Exercise aim
Carry on the blog post about Wii and Japanese cockroaches, picking up right after its last sentence.

Document passage

Friday, October 03, 2008

Why I Can't Play Wii or Meet the Enemy

Wii is awesome. Wii rocks. You see, I was recently addicted to Wii Fit. I could enjoy yoga, hoola hooping and ski jumping while being encouraged by a hottie computer dude; my weight and BMI all kept secret from the rest of the family via password protection. But then I had to stop.

This is true. I totally believe it. Wii attracts cockroaches. Or at least Japanese cockroaches--the worst kind.

We've lived in this house almost seven years, and I had never seen a single cockroach. Three months ago, my son and I began to play Wii and within a week...seven! We stopped the Wii fun. None.

Meet the enemy. (For those with faint hearts, look away now.)












Those fellows are the spawns of Satan. Japanese cockroaches aren't just big, they're HUGE--they're sneaky and they are crazy-smart . Japanese cockroaches know how to seek revenge. (The stories I could tell! But I'm not going there today.) Oh, did I also mention the buggers could also FLY? And when provoked even just a little, they will kamikaze your face or your nice fancy hairdo.

Japanese cockroaches also have this thing about dying. They just don't like to do it. They fight hard. Often times they'll play dead waiting for you run to grab a roll of paper towels. When you return, they've vanished and worse, they're pissed off.

Given information

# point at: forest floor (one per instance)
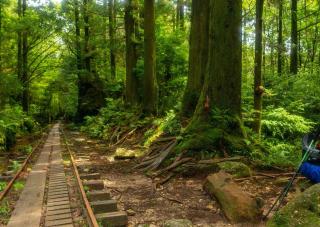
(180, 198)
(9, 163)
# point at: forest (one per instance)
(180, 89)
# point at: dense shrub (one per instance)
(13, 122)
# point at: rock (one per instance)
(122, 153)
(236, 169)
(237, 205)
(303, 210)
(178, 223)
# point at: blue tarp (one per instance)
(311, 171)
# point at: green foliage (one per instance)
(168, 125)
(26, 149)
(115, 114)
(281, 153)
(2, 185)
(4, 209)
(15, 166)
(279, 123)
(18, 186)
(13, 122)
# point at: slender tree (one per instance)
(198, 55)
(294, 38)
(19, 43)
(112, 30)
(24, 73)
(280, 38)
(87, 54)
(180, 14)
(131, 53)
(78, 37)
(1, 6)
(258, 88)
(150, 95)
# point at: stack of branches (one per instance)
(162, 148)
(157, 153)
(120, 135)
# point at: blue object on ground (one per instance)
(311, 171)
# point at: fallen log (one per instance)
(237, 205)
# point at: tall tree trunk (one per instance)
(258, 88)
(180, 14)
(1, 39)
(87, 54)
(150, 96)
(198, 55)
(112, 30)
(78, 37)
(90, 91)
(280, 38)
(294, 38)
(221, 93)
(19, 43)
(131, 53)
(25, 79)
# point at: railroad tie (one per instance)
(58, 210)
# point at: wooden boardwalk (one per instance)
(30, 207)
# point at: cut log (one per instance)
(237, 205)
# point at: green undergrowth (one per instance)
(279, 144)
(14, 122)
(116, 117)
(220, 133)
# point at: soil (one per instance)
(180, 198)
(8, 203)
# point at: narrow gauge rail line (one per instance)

Answer
So how do you kill a Japanese cockroach. Well, the quickest death I ever saw was in our old (very OLD) house that we rented when we first got married. I was cooking steaks. I never buy steaks, they're expensive. But it was my birthday, so I splurged. When I went to turn on the fan--plop! an enormous roach fell right into the pan....sizzle, pop, dead. We ate rice and salad that night. I cried a little and never used the fan again.

Bug sprays don't always work. You usually end up offing your pets (and shortening your own life by several years) just trying to get the demons to slow down. They still manage to escape. And they will be back.

Here are my three weapons of choice:

It's old. It's tried. It's true.

1. The business end of a boot.



Unfortunately, cockroaches have a lot of gunk loaded in them. A LOT of gunk. Which makes clean up no fun at all. Plus you have to aim just right *HINT* If you see their antennae facing forward it means their awake, on guard and speedy--faster than you can ever hope be. Aim in front and pray. If, however, their antennae are laid back and not moving. The monsters are sleeping or sleepy or otherwise not aware you are around, yet. THIS is your chance. May the gods be with you.

2. Freezing Spray, baby.



This just came out. They had to discontinue it for awhile because despite the warnings on the label people were using it in the kitchen around open fires. Explosions ensued.

Anyways, it's back. It's minus 80 degrees C, baby!

3. An Electric Tennis Racket.



I'm not kidding. That's what it is. This was (I'm ashamed to say) part of my son's birthday presents. He loves stuff like this, and I thought of it as sort of a gag gift. Little did I know how useful it would become.

Add batteries, push the button and the wires are all electrified. Swing that puppy at any flying insect and ZAP!!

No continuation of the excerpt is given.